--- THE INPUT ---
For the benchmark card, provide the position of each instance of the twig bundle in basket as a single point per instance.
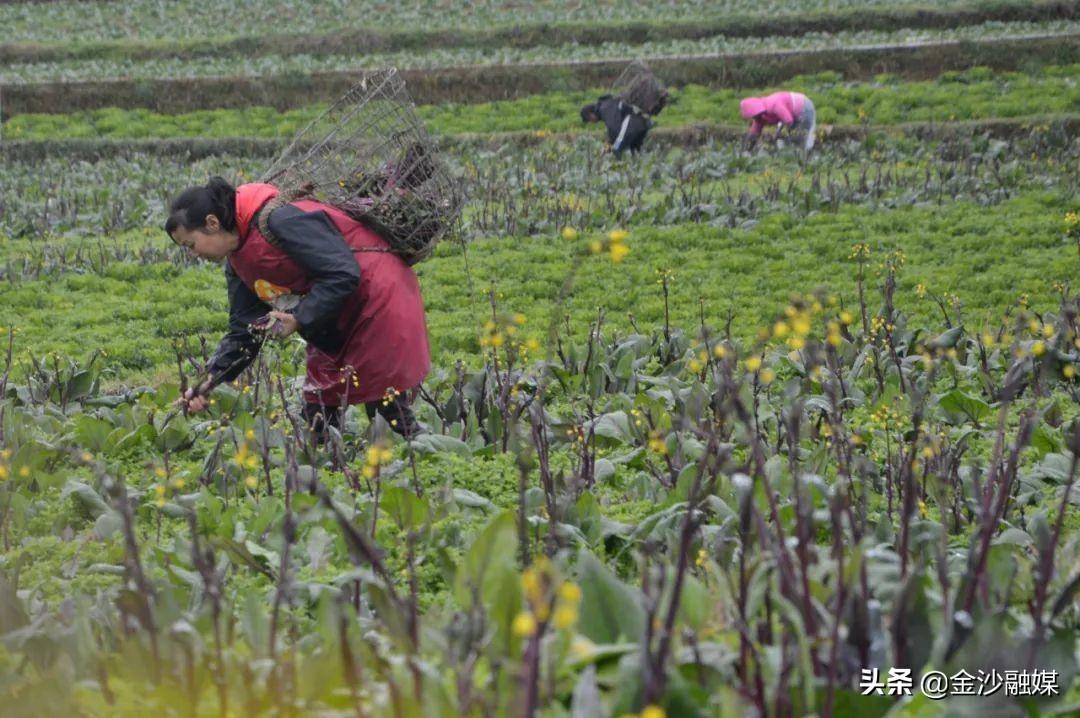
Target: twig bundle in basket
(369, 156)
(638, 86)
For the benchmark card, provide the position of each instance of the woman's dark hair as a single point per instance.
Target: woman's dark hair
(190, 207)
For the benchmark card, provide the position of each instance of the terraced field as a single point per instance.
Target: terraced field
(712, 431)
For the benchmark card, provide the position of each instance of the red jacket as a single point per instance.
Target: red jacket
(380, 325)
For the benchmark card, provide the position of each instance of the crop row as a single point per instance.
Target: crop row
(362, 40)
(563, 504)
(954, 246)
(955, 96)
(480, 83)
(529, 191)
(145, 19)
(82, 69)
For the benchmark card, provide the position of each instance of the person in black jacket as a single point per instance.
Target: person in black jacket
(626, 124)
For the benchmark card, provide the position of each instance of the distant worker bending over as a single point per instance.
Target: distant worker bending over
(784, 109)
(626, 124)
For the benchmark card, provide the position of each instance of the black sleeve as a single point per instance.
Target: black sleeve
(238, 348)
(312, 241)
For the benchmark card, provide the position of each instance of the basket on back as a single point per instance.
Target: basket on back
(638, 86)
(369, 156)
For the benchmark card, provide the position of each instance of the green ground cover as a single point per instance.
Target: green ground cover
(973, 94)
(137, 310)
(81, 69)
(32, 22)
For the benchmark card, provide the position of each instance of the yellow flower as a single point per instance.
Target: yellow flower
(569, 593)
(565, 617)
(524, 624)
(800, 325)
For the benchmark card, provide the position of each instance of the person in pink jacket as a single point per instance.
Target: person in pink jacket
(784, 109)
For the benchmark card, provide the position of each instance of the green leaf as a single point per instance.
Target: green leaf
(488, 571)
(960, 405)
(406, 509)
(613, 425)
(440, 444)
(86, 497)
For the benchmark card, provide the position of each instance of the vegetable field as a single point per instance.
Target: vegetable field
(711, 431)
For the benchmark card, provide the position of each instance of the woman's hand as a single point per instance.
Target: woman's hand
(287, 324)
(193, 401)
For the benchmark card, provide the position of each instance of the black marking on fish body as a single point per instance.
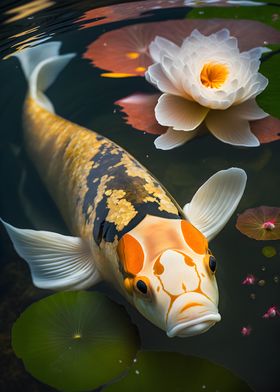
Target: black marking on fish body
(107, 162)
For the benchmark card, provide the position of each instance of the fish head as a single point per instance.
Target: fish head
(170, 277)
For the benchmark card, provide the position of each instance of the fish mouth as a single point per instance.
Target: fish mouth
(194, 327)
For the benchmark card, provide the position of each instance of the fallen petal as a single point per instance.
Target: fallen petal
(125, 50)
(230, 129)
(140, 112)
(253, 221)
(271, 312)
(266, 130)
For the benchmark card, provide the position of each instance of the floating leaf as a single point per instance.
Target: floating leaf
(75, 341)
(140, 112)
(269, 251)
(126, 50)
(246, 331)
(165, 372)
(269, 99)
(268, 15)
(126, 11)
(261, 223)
---
--- THE INPUT ---
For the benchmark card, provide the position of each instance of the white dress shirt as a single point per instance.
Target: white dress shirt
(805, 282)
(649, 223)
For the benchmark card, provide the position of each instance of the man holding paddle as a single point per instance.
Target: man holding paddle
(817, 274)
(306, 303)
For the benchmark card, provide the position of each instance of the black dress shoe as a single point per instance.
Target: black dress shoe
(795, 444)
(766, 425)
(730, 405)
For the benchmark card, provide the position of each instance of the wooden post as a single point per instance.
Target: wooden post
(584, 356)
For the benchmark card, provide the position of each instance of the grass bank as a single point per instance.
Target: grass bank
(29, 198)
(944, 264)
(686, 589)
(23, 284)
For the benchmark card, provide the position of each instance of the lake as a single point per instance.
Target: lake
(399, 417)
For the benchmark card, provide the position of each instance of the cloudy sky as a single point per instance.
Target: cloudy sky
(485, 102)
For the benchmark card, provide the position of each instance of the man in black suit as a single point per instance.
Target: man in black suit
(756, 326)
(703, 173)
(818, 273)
---
--- THE INPUT ---
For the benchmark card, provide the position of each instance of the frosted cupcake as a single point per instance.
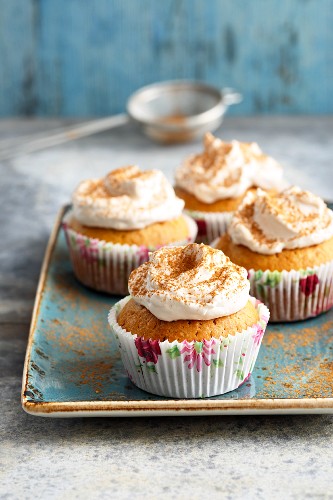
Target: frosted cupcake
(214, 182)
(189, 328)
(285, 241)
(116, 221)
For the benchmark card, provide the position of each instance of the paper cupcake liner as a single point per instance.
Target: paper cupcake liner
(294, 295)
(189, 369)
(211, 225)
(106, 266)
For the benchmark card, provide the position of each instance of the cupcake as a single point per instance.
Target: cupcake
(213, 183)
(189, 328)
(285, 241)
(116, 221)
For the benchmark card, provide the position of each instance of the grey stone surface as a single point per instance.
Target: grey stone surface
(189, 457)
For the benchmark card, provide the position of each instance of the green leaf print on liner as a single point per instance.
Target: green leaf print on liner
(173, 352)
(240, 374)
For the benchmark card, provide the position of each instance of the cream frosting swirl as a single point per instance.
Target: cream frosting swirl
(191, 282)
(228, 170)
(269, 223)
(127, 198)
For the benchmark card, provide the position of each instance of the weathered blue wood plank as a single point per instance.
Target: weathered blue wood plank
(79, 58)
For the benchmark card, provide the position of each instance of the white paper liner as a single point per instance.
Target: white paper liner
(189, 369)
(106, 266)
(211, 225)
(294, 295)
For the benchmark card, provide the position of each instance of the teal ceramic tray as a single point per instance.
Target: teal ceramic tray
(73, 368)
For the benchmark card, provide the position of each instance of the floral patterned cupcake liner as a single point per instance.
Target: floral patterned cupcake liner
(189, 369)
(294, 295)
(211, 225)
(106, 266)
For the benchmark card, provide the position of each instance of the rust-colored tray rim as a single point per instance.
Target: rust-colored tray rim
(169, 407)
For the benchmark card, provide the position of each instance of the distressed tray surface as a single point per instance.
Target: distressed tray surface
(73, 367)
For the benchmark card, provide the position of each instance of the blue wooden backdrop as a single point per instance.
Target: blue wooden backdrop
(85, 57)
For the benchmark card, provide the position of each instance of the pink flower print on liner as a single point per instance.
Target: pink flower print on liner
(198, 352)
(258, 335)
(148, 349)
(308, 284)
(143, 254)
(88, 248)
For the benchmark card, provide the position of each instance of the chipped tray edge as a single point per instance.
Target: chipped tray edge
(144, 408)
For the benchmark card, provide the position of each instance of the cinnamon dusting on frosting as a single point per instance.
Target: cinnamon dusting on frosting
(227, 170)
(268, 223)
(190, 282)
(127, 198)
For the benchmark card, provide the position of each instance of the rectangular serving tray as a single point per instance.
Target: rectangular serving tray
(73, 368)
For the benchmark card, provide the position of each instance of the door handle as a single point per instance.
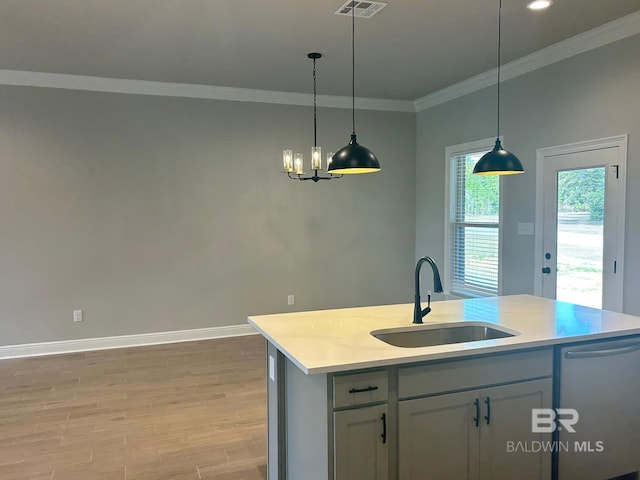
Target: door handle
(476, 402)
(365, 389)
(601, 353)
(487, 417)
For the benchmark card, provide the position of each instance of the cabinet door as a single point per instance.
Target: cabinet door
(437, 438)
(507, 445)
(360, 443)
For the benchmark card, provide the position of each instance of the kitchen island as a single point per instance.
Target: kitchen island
---
WORK TO BE COMPLETED: How many of the lines above contain the word "cupcake"? Case counts. Give only the number.

TASK ANSWER: 8